▸ Exercise prompt
Reproduce every line in full, starting with the line that contains "Exercise. Mark the concrete" and ending with the line that contains "<point>420,249</point>", both included. Scale each point coordinate by 2.05 and round the result to the nearest whole number, with halves rounded up.

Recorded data
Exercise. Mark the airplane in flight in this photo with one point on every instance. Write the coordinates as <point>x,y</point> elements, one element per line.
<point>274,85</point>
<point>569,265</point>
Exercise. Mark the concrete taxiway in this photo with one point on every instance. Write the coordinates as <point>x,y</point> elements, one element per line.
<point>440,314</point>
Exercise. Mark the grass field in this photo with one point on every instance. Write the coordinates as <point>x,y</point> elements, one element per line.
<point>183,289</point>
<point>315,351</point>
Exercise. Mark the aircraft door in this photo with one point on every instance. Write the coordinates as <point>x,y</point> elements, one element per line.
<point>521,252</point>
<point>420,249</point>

* * *

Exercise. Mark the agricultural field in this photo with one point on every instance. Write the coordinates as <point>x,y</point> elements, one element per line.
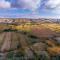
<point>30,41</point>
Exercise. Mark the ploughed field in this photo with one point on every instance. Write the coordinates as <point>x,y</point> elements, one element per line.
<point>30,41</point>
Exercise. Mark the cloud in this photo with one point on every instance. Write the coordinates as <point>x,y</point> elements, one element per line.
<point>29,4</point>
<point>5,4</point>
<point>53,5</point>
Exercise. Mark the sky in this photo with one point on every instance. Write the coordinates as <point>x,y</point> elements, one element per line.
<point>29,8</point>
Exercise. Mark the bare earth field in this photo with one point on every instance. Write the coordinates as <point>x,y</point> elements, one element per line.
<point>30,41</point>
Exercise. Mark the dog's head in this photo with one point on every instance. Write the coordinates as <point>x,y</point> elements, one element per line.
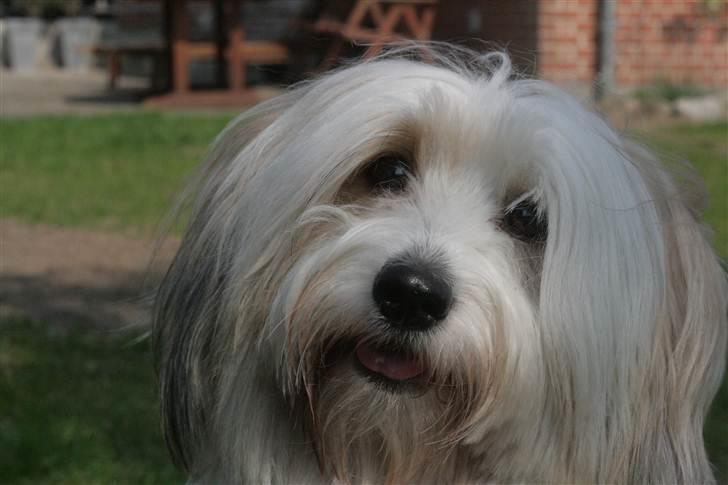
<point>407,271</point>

▸ Full response
Exercise. Mark the concrete taxiway in this photo with one point on every instance. Write the coordinates as <point>x,y</point> elements, one element per line.
<point>902,644</point>
Exercise. Mark the grass field in this photo with one point on every instance. Write the coordinates as <point>x,y</point> elements, one element per line.
<point>375,592</point>
<point>646,720</point>
Exercise. Mark the aircraft door in this photo with one point on every instance. Write the coordinates as <point>x,y</point> elements, one element per line.
<point>1068,517</point>
<point>861,510</point>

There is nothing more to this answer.